## [What to work on]
How many lines in the records contain the word "hill"? Give only the number.

## [Listed entries]
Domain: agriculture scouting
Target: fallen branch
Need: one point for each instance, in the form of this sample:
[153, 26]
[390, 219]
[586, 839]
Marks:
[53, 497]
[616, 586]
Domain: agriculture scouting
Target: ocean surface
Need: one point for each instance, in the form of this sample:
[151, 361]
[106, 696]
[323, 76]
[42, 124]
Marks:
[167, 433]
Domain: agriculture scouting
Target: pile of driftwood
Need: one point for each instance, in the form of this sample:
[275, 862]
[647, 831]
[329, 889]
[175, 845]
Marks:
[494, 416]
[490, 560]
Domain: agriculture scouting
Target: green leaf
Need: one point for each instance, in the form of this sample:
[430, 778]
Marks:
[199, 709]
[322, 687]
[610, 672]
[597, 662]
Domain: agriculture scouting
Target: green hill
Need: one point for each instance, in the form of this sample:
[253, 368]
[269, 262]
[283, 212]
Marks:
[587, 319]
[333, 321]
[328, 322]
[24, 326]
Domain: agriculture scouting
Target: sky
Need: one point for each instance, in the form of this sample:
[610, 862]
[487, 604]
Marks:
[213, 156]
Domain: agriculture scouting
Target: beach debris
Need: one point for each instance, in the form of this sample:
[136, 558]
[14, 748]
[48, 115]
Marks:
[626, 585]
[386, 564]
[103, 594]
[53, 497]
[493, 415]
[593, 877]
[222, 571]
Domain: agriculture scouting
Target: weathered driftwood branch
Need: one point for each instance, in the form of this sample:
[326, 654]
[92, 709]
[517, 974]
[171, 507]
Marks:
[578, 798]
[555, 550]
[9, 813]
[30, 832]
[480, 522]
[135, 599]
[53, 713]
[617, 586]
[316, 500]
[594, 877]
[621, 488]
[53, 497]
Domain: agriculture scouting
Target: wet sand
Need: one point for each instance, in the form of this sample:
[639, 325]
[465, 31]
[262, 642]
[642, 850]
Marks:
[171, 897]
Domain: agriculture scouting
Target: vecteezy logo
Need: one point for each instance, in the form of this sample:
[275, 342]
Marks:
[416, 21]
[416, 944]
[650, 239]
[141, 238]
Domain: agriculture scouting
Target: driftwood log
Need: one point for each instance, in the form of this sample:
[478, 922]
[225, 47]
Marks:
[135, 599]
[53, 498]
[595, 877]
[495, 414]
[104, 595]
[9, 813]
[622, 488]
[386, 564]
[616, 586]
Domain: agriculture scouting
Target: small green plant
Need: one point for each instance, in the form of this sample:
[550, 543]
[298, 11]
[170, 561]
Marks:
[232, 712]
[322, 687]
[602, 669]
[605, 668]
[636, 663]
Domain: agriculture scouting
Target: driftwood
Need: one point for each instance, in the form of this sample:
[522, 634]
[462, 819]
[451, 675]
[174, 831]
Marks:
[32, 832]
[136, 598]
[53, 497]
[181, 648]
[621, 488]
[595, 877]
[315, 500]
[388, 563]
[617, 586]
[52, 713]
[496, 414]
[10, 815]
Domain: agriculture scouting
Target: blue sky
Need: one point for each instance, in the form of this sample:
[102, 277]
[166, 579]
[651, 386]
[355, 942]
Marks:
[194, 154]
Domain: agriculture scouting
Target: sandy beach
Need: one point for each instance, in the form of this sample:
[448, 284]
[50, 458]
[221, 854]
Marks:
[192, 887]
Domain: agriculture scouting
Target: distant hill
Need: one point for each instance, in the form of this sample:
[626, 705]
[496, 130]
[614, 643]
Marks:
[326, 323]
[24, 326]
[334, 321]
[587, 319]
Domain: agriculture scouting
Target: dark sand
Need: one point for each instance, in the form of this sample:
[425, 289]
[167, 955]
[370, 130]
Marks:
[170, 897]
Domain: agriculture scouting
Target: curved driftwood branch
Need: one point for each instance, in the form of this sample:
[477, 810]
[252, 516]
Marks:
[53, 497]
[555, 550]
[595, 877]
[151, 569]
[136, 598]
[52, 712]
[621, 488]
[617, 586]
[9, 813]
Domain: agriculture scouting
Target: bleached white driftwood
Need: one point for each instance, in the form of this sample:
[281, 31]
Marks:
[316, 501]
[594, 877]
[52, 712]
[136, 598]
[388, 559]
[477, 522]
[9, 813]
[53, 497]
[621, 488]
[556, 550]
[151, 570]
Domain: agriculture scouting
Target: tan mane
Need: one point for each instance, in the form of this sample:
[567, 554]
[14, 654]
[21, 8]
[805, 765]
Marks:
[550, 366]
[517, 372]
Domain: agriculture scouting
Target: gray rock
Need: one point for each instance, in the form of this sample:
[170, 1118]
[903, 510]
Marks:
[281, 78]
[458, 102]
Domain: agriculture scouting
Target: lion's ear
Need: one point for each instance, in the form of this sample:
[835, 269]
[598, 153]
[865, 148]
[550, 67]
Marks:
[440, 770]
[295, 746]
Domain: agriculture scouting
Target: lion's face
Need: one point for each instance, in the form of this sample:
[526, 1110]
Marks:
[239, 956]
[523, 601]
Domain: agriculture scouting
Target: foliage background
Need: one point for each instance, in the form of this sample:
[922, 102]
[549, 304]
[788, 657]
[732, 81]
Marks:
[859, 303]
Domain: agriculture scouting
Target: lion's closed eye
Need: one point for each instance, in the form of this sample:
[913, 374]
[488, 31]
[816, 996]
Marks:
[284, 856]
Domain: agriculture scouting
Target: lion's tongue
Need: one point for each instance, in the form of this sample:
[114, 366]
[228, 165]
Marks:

## [Task solution]
2